Directives
A – According to the court order, on what date was the appealed Bankruptcy Court order entered?
B – Please write out the court order text between "I. QUESTIONS PRESENTED" and "U.S.C. § 503(b)(3)(D).", inclusive.

Source text
+++
United States District Court, D. Colorado

March 31, 2019

IN RE HEALTHTRIO, INC.,
v.
DENNIS W. SCRUGGS, Appellee. DAVID E. LEWIS, TRUSTEE, Appellant,

          ORDER REVERSING BANKRUPTCY COURT'S ORDER

          CHRISTINE M. ARGUELLO UNITED STATES DISTRICT JUDGE.

         This matter is before the Court on Chapter 7 Trustee David E. Lewis's (“the Trustee”) appeal of the Bankruptcy Court's Order, entered on January 24, 2018, in case No. 09-34404. Dennis W. Scruggs (“Respondent”) opposes the appeal. The Court has jurisdiction under 28 U.S.C. § 158(a)(1). For the following reasons, the Order of the Bankruptcy Court is reversed.

         I. QUESTIONS PRESENTED

         The Bankruptcy Court awarded two claims in favor of Respondent, which form the basis of the instant appeal. Accordingly, the Court will consider:

1. Whether the Bankruptcy Court erred when, pursuant to 11 U.S.C. § 502(f), it compensated Respondent for services Respondent provided to Debtor HT Inc. during the gap period; and 2. Whether the Bankruptcy Court erred when it allowed, in this Chapter 7 case, Respondent's substantial contribution administrative claim pursuant to 11 U.S.C. § 503(b)(3)(D).
+++
Record set
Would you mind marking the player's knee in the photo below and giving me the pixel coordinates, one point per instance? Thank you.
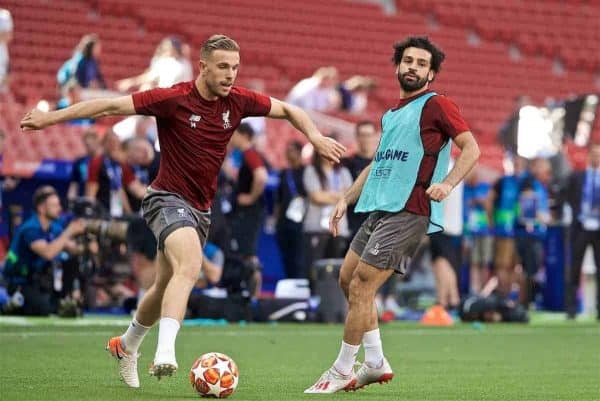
(189, 272)
(344, 284)
(358, 293)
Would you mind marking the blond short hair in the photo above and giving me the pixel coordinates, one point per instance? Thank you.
(218, 42)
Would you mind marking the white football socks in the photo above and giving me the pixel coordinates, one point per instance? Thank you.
(167, 332)
(346, 358)
(134, 336)
(373, 348)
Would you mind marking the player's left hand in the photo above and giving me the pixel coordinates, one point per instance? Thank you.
(329, 148)
(438, 192)
(244, 199)
(35, 119)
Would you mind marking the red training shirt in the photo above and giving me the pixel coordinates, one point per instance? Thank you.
(193, 134)
(441, 121)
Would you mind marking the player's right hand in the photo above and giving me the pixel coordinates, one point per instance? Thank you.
(35, 119)
(336, 216)
(329, 148)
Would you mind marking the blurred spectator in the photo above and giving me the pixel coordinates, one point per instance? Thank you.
(139, 171)
(290, 211)
(317, 92)
(66, 72)
(366, 141)
(79, 172)
(532, 219)
(258, 123)
(446, 250)
(6, 34)
(212, 266)
(88, 72)
(325, 184)
(583, 195)
(477, 216)
(168, 67)
(33, 266)
(6, 184)
(185, 57)
(72, 93)
(248, 204)
(354, 93)
(504, 197)
(105, 178)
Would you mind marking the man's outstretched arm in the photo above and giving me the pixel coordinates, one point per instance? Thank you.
(469, 154)
(327, 147)
(37, 119)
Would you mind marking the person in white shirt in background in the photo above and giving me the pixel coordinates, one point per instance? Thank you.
(317, 92)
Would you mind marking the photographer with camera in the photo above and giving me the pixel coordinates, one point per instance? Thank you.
(33, 266)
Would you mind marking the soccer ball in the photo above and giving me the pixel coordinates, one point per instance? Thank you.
(214, 375)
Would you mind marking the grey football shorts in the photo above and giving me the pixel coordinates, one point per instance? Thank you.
(389, 240)
(165, 212)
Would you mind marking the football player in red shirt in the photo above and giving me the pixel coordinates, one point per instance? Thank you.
(195, 121)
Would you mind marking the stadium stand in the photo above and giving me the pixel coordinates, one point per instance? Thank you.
(283, 42)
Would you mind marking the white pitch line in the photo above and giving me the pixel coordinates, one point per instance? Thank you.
(318, 333)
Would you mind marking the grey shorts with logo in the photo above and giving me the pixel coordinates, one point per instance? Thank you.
(165, 212)
(389, 240)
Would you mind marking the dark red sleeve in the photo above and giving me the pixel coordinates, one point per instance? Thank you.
(159, 102)
(449, 120)
(253, 159)
(128, 175)
(255, 104)
(94, 169)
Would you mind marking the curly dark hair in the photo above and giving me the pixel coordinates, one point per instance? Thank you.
(420, 42)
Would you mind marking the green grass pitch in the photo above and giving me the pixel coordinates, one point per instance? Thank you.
(54, 359)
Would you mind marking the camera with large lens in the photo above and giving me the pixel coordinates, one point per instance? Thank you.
(97, 222)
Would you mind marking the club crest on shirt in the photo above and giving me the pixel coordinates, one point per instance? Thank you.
(226, 122)
(194, 119)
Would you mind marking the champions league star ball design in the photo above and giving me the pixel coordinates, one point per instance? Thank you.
(214, 375)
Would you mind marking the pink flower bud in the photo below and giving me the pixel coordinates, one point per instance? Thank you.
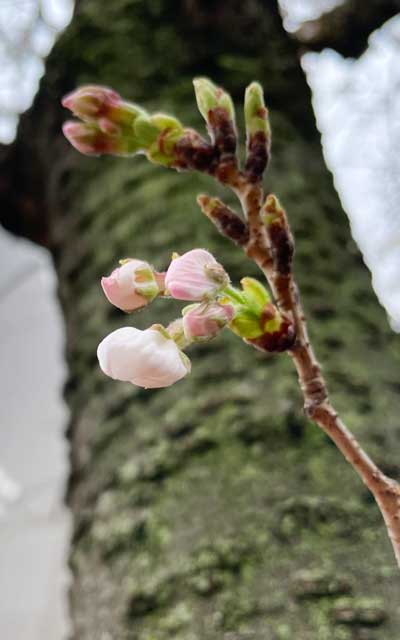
(147, 358)
(196, 275)
(201, 322)
(91, 102)
(87, 138)
(133, 285)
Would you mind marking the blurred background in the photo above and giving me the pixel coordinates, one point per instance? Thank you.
(213, 508)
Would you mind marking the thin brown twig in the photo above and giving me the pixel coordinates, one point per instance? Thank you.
(259, 247)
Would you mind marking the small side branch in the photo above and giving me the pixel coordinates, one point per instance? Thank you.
(227, 221)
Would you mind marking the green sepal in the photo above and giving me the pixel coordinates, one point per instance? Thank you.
(246, 323)
(209, 96)
(146, 133)
(255, 111)
(255, 293)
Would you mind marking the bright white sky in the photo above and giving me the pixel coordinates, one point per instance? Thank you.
(357, 105)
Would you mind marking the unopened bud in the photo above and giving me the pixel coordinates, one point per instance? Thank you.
(202, 322)
(132, 285)
(209, 97)
(258, 132)
(216, 107)
(255, 293)
(196, 276)
(92, 102)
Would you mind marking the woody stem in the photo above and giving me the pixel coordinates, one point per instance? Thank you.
(317, 406)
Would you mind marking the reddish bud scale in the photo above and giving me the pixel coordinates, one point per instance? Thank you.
(193, 152)
(222, 130)
(258, 154)
(277, 341)
(282, 246)
(226, 221)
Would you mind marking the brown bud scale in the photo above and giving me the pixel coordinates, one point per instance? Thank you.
(222, 129)
(277, 341)
(282, 247)
(193, 152)
(258, 154)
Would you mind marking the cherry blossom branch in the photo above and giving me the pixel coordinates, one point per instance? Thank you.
(154, 357)
(267, 240)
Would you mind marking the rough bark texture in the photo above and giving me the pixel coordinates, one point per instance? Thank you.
(212, 509)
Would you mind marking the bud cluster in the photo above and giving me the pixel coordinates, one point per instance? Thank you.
(154, 358)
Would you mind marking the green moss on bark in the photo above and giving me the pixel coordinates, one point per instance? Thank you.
(198, 509)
+++
Responses to the exercise
A – January 24, 2018

B –
I. QUESTIONS PRESENTED

         The Bankruptcy Court awarded two claims in favor of Respondent, which form the basis of the instant appeal. Accordingly, the Court will consider:

1. Whether the Bankruptcy Court erred when, pursuant to 11 U.S.C. § 502(f), it compensated Respondent for services Respondent provided to Debtor HT Inc. during the gap period; and 2. Whether the Bankruptcy Court erred when it allowed, in this Chapter 7 case, Respondent's substantial contribution administrative claim pursuant to 11 U.S.C. § 503(b)(3)(D).